(To do) Pull out every line in the data below that contains the word "slate", and copy each one as it appears.

---------------

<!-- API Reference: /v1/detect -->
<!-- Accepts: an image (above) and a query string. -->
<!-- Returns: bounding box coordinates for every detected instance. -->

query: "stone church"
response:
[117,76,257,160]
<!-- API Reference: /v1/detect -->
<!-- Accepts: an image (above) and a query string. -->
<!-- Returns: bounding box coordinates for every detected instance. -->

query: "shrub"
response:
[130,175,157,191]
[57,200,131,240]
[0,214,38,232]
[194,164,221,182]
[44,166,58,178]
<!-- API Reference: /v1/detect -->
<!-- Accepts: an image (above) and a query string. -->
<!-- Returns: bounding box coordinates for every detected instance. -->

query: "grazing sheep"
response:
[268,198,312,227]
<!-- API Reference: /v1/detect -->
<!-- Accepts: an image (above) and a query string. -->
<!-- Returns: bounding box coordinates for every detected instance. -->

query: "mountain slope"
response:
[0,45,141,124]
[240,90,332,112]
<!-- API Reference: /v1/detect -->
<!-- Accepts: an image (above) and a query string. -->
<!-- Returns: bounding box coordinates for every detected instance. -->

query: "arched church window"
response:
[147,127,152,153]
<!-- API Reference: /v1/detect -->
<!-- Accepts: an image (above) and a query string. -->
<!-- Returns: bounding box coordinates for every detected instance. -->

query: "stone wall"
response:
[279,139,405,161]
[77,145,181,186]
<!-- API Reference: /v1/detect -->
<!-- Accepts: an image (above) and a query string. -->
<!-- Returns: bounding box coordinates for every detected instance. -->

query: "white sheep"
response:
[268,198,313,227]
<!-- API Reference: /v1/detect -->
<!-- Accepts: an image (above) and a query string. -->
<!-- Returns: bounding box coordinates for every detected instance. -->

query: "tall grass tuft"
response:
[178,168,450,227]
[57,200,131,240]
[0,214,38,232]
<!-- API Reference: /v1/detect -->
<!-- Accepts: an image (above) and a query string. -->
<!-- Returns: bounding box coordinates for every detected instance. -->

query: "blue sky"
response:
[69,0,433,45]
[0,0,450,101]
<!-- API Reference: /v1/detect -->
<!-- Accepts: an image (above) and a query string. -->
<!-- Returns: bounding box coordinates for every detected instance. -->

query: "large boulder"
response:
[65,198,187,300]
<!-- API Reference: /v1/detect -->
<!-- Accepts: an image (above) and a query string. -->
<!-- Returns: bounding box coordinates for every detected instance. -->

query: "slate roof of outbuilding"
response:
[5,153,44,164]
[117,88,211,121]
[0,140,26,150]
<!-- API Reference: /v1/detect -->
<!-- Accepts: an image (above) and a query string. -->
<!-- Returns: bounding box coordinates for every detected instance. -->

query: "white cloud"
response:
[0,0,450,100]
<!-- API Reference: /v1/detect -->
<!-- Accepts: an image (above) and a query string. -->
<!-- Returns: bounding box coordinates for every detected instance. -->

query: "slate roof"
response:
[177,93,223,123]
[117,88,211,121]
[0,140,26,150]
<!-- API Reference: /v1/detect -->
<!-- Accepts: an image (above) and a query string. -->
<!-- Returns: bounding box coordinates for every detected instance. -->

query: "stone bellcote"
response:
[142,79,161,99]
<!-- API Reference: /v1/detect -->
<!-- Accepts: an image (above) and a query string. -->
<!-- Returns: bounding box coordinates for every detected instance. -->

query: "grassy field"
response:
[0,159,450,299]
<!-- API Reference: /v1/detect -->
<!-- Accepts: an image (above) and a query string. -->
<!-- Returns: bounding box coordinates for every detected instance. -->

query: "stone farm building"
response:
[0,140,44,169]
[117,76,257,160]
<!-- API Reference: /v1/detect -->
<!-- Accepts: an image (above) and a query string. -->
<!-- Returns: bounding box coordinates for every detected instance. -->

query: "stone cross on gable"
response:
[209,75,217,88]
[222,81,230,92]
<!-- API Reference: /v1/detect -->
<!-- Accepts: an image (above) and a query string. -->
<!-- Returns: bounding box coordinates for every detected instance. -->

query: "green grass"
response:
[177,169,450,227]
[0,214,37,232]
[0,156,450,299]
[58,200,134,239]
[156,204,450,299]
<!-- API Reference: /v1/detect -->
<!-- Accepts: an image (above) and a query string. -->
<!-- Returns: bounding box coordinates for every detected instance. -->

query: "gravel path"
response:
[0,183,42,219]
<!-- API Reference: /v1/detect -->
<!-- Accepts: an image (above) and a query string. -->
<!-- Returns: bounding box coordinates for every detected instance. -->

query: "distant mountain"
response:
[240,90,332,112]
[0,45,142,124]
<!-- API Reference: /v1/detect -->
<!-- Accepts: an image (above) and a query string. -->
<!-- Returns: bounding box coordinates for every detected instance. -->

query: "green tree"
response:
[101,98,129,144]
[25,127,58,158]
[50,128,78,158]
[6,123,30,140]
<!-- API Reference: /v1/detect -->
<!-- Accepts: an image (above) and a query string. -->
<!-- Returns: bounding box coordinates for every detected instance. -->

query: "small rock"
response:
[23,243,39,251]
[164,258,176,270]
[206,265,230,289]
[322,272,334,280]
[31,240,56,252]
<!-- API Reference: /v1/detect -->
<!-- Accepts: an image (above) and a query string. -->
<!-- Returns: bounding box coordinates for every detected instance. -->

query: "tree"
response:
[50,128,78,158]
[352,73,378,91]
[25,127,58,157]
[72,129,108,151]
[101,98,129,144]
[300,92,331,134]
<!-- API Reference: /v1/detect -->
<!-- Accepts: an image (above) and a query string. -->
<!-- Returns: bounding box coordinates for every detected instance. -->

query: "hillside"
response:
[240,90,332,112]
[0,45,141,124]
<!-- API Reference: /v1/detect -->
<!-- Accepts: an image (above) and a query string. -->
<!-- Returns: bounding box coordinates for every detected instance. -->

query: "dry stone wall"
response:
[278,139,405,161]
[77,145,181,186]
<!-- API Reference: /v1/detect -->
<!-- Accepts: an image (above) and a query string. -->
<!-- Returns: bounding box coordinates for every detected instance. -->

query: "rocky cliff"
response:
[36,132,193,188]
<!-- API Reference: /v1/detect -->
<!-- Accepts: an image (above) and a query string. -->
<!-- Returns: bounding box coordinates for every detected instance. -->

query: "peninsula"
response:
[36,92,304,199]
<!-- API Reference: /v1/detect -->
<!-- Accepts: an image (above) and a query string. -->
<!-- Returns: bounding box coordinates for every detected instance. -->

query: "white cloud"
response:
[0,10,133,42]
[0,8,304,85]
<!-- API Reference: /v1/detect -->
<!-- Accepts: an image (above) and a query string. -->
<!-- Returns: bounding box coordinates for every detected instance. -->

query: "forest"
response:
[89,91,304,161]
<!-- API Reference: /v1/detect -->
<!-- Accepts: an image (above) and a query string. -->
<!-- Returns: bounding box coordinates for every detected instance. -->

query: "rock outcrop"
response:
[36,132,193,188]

---------------

(Solved exercise)
query: "slate roof of outbuilding"
query: "slate roof"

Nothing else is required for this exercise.